Text block:
# Overview

This project involves the development and evaluation of deep learning models to classify the emotional expressions of pets from their facial images. The dataset consists of 1000 images representing a variety of pet species, including dogs, cats, rabbits, hamsters, sheep, horses, and birds. Each image captures different expressions such as happiness, sadness, and anger. By understanding the emotional states of pets, this project aims to contribute to their well-being and improve the bond between pets and their owners.

# Objectives

1. **Model Development**: Build and evaluate the performance of five well-known neural network architectures:
   - Visual Geometry Group (VGG)
   - Residual Neural Network (ResNet)
   - MobileNet
   - Inception V3
   - DenseNet121

2. **Performance Metrics**: Report the accuracy, mean average precision, recall, F1-score, and confusion matrix for each network.

3. **Data Augmentation**: Enhance the dataset using augmentation techniques to improve model robustness.

Requirements: Rewrite the stretch of the project overview from "1. **Model Development**: Build" through "improve model robustness.", putting "generalization" in place of "robustness".

Data excerpt:

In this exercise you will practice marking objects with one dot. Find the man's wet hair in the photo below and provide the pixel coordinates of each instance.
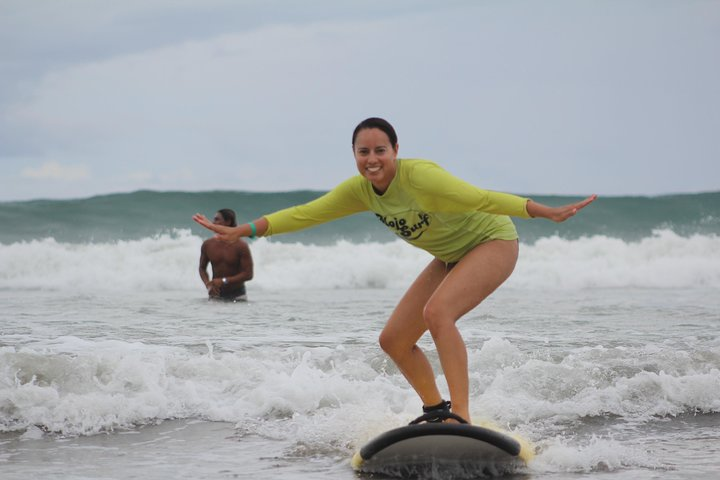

Problem solution:
1. **Model Development**: Build and evaluate the performance of five well-known neural network architectures:
   - Visual Geometry Group (VGG)
   - Residual Neural Network (ResNet)
   - MobileNet
   - Inception V3
   - DenseNet121

2. **Performance Metrics**: Report the accuracy, mean average precision, recall, F1-score, and confusion matrix for each network.

3. **Data Augmentation**: Enhance the dataset using augmentation techniques to improve model generalization.